Is there a good app you recommend for tracking all that stuff? I'm terrible at keeping receipts but need to start if I'm gonna do this right.
Quickbooks Self-Employed is what I use - you can connect your bank account/credit card and it will automatically categorize expenses. It also has a built-in mileage tracker that uses your phone's GPS. Everlance and Stride are good free options if you're just starting out. The key is consistency - set aside 15 minutes each week to review your expenses and mileage, categorize everything correctly, and upload any paper receipts. Take photos of receipts immediately when you get them so you don't lose them. This regular maintenance makes tax time so much easier than trying to reconstruct everything at the end of the year.
Don't forget that the IRS has strict rules about claiming a car that was initially purchased for personal use! Since you bought it in 2021 and started business use in 2022, you CANNOT claim 100% business use ever, and your basis for depreciation is the lower of your cost or the fair market value when you started using it for business.
This is super important! My brother tried to claim his whole car payment for his food delivery side gig and got audited. The IRS doesn't play around with vehicle deductions - they're one of the most scrutinized areas of tax returns.
Another option worth exploring is a Spousal IRA if you're filing jointly. This might give you additional contribution room beyond just the individual limits. Also, make sure your wife is reporting her foreign government income correctly. Depending on the specifics of her position and any applicable tax treaties, some of her income might actually be exempt from US taxes. Different rules apply to diplomatic staff vs. administrative/technical staff.
What exactly is a Spousal IRA? Is that different from a regular Traditional IRA? We do file jointly, so this sounds like it might be relevant for us. Also, she's not diplomatic staff - she works in their cultural affairs office, so I think she's considered regular administrative staff. Would that still qualify for any special tax treatment?

**SUPPLIED INFORMATION**
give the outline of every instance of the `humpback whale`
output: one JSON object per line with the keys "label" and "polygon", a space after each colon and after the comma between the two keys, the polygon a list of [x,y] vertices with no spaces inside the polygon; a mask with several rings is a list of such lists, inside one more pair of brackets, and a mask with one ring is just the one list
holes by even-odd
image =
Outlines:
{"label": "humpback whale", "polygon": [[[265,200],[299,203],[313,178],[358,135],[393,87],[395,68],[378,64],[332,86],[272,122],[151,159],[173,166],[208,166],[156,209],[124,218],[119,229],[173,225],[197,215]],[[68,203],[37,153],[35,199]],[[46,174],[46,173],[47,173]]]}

**REQUIREMENT 1**
Which apps does the thread name for tracking expenses?
**REQUIREMENT 2**
Can you summarize the thread in two sentences?

**TASK SOLUTION 1**
Quickbooks Self-Employed, Everlance, and Stride

**TASK SOLUTION 2**
The thread recommends Quickbooks Self-Employed, Everlance, and Stride for tracking expenses. It also advises a weekly review of expenses and mileage, warns that the IRS has strict rules on claiming a car first bought for personal use, and raises a Spousal IRA and the reporting of a wife's foreign government income, which leads to follow-up questions about both.